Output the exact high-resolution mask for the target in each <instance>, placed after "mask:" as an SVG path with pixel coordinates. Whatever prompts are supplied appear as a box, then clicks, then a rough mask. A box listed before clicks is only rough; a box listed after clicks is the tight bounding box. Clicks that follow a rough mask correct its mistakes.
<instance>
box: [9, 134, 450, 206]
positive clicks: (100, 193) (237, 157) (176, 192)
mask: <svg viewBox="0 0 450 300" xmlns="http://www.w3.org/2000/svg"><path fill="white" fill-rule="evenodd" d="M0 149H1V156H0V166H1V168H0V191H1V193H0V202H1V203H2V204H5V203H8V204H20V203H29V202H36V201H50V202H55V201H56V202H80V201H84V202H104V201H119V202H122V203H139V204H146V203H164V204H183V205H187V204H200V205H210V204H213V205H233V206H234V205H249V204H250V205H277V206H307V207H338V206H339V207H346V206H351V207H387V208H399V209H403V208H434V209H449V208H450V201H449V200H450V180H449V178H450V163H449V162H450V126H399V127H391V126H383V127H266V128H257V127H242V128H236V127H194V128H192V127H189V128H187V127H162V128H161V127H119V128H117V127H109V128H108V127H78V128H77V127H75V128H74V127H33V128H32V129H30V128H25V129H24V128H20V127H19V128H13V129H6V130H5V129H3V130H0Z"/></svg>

# # #

For the data above, state how many of its lines contain the word "instance", giving no other text.

▶ Exercise response:
2